LIST OF TASKS:
1) From the post on the costs of becoming a doctor, extract the passage that begins at the words "UGA brings up" and stops after the words "being a doctor.".
2) According to the post on the costs of becoming a doctor, how much is the tuition at a public university for undergrad?

SUPPLIED TEXT:
--- START ---

UGA brings up an interesting point. Most people finish med school and have to pay off the equivalent of two mortgages, one for a home, one for the school debt.
It does take a lot of money to make it happen. But that is largley because of the fact that med schools are so damned expensive. Essentially, many are run as a business. So they need their cut of profit.
SO we need our cut as well. The reason we have such expensive medicine in this country is because we have so many intermediaries and all need their cut of profit.Back to the example of the costs of being a doctor.
From a public high school you need to spend the money preping for the SAT or ACT, then the cost of the exam itself, over $100. Then the cost of undergrad, another $40,000 tuition at a public university, plus cost of books, supplies and cost of living. Then MCAT prep materials or course, AAMC practice exams, MCAT itself, AMCAS Primary, all the secondary fees and the interview process, including all the airline tickets, hotels and cab rides.

--- END ---

RECORD EXCERPTS:
--- START ---

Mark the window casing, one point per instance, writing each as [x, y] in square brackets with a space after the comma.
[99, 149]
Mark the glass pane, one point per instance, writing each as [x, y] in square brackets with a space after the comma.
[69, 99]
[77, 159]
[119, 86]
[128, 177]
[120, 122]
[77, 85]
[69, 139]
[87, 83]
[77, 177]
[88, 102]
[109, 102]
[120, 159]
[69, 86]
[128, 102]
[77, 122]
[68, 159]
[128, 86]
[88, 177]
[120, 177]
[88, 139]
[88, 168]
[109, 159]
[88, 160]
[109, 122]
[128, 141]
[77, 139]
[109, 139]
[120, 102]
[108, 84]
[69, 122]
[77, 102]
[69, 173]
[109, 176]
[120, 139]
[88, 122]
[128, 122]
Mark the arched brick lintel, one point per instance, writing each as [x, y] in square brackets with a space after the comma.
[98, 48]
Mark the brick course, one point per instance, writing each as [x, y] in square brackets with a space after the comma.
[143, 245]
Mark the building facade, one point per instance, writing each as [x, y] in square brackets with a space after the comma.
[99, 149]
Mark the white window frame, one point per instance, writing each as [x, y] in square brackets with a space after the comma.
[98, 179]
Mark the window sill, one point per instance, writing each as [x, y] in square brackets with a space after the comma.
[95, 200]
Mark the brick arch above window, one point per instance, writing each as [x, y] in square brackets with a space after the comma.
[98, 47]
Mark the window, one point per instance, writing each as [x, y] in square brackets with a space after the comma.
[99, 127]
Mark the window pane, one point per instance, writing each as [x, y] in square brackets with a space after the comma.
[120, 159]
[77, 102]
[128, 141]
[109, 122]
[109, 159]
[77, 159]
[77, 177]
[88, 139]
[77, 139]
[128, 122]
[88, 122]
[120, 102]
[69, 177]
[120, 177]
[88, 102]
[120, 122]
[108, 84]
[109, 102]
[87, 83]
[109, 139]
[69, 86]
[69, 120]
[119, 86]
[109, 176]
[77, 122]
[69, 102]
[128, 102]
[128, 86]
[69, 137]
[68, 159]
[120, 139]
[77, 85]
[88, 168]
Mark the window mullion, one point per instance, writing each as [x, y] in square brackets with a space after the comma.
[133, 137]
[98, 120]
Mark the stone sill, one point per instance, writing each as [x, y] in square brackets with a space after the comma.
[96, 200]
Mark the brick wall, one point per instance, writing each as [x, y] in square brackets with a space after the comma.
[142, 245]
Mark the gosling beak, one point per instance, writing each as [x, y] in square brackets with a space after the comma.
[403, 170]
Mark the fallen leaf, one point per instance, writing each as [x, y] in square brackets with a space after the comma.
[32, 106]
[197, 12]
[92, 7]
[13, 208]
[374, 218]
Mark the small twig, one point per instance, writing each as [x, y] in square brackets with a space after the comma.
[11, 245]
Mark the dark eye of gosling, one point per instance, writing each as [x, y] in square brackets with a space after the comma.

--- END ---
--- START ---

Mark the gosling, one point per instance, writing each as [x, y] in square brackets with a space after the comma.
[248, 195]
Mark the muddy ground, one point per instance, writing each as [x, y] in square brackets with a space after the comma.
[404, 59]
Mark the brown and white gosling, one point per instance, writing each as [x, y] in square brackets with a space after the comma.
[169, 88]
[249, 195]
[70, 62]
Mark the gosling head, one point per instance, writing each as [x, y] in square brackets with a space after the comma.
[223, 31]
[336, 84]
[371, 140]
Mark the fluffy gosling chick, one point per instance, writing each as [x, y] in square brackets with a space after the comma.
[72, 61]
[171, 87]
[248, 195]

--- END ---

RESULTS OF THE EXERCISE:
1)
UGA brings up an interesting point. Most people finish med school and have to pay off the equivalent of two mortgages, one for a home, one for the school debt.
It does take a lot of money to make it happen. But that is largley because of the fact that med schools are so damned expensive. Essentially, many are run as a business. So they need their cut of profit.
SO we need our cut as well. The reason we have such expensive medicine in this country is because we have so many intermediaries and all need their cut of profit.Back to the example of the costs of being a doctor.

2) $40,000